- _WHAT TO PRODUCE_
Which lines below contain the word "woman"? Gather and copy each of them.

- _Entries from a dataset_
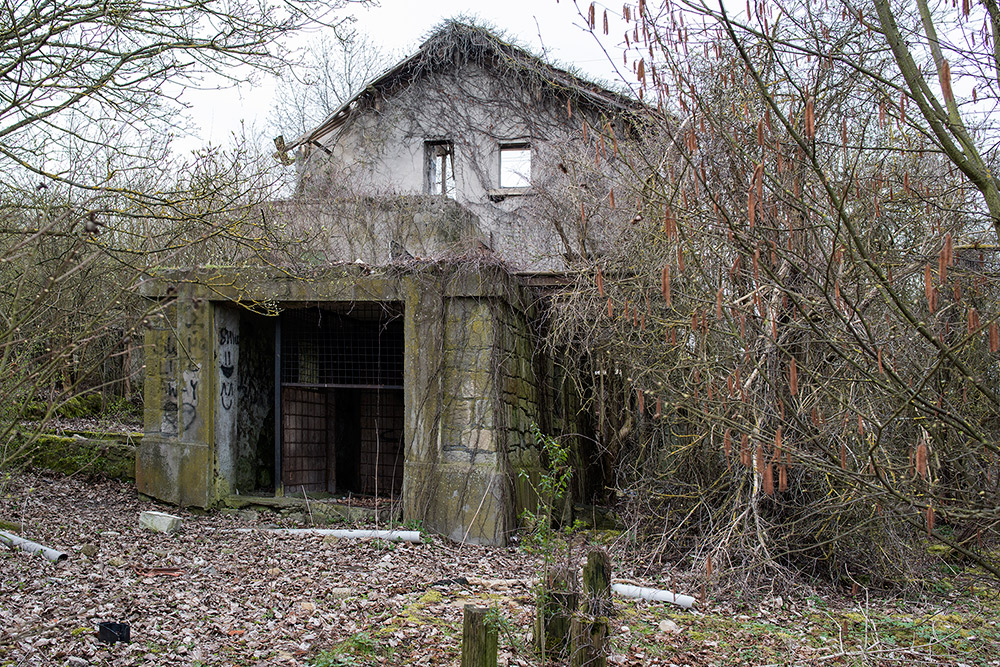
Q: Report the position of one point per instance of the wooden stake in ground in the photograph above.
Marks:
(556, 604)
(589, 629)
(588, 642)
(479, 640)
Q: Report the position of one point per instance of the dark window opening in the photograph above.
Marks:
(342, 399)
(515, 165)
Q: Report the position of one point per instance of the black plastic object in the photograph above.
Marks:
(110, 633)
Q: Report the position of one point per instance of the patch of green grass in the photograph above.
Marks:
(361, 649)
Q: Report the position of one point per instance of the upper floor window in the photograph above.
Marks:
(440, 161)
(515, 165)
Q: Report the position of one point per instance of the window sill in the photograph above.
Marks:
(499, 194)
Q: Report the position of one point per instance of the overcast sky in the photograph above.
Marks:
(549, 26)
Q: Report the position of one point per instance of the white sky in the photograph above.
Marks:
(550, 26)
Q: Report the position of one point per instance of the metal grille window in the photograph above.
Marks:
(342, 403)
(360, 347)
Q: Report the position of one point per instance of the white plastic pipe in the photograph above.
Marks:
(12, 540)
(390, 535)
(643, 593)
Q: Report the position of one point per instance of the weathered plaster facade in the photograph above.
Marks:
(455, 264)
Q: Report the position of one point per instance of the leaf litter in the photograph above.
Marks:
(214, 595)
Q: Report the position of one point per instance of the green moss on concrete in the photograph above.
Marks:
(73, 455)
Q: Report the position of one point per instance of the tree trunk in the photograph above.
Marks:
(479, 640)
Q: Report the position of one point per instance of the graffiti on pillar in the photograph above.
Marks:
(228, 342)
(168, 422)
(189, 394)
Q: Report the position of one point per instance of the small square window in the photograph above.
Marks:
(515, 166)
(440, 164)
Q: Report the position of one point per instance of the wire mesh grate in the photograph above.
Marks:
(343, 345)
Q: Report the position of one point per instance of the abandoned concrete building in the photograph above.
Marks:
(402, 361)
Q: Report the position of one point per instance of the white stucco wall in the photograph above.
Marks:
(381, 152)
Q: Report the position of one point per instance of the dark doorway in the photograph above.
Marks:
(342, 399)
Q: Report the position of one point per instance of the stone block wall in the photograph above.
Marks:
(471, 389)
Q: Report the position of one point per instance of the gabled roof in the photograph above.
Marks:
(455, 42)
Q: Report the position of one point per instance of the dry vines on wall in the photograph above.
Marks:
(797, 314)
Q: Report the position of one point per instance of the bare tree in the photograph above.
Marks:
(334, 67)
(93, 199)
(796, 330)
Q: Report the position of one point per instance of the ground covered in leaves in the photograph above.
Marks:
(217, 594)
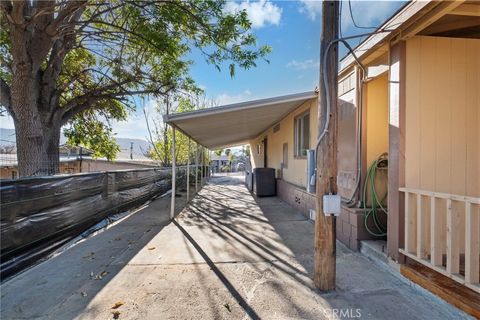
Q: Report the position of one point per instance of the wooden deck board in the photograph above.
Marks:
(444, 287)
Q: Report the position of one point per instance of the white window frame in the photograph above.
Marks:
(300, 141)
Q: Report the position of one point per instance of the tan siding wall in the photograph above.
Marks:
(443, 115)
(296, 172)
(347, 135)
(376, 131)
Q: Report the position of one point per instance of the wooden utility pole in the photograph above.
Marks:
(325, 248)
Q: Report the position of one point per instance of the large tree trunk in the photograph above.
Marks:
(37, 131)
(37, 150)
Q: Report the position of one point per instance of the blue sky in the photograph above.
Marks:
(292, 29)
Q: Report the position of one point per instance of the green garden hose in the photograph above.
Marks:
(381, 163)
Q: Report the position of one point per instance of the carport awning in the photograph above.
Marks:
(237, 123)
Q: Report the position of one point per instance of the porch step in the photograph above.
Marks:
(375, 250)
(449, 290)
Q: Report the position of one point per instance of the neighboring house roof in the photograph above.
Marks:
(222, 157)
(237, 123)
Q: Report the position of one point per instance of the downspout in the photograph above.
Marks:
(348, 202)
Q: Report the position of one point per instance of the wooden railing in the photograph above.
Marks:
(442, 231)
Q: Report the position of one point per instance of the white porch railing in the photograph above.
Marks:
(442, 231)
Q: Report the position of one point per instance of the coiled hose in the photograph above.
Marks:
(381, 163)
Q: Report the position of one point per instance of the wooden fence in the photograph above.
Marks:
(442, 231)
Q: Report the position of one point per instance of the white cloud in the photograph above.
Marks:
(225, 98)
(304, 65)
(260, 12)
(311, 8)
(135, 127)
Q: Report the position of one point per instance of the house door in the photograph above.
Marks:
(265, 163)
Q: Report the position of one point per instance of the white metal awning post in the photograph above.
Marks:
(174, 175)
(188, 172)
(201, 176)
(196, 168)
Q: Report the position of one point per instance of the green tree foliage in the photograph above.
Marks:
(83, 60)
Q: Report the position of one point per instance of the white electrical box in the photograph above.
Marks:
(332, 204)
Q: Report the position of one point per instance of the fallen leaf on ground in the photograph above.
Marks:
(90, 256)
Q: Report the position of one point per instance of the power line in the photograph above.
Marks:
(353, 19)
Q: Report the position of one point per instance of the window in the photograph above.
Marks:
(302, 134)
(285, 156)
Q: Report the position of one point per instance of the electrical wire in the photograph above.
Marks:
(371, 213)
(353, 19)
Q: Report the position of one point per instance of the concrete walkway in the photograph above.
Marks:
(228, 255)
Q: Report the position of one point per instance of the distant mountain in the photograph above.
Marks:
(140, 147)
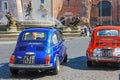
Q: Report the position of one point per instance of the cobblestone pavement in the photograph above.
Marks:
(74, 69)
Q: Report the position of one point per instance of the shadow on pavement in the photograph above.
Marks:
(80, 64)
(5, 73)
* * *
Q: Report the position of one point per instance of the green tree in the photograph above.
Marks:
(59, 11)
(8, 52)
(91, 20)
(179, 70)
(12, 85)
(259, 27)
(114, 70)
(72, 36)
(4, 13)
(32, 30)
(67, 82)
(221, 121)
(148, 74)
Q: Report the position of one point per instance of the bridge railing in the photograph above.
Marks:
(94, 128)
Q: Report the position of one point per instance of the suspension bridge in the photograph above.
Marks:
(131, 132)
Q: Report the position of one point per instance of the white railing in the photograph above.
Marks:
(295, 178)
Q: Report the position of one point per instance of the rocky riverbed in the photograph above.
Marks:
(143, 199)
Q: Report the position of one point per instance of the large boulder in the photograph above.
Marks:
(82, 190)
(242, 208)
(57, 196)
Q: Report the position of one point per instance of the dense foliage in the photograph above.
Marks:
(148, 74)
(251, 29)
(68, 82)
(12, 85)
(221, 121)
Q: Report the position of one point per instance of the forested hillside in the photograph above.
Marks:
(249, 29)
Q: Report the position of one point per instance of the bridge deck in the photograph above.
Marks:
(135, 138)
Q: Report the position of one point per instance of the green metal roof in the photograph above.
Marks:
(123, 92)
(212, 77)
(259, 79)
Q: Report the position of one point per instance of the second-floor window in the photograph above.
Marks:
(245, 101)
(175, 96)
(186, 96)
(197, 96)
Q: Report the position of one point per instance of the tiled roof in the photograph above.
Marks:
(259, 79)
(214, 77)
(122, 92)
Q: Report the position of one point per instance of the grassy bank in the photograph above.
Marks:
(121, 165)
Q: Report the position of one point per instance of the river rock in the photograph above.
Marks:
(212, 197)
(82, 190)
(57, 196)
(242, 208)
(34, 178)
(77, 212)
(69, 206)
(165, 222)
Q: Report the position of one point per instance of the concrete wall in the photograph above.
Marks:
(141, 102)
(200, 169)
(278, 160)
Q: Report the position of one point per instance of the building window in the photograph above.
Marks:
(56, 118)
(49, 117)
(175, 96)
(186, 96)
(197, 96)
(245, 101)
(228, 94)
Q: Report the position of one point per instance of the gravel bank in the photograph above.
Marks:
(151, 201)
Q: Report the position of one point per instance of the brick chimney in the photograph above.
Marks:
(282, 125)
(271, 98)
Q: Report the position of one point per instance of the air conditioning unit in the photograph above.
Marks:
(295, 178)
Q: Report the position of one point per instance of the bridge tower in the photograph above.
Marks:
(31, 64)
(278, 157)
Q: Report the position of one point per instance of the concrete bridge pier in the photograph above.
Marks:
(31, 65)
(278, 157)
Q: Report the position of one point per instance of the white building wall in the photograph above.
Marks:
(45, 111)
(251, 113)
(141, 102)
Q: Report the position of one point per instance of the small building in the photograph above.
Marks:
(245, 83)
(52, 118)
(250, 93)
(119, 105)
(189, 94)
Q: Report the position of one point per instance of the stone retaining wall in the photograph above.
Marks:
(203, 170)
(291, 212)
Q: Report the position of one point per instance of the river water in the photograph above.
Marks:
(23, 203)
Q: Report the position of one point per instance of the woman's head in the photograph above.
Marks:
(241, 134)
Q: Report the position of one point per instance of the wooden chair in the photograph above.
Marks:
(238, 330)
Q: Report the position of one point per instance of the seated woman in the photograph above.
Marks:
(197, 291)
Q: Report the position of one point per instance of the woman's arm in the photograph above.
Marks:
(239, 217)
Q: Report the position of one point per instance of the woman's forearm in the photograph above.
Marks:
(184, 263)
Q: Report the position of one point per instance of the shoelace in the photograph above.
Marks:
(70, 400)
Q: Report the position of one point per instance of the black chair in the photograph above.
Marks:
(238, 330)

- _TASK OUTPUT_
Q: Report the position of one point per instance of the woman's head in the photograph above.
Q: Report the position of one point per instance of the seated woman in the photograph above.
Q: Report the position of one point per instance of the woman's arm in the photograph above.
Q: Report the position of one point per instance of the woman's forearm in the photograph above.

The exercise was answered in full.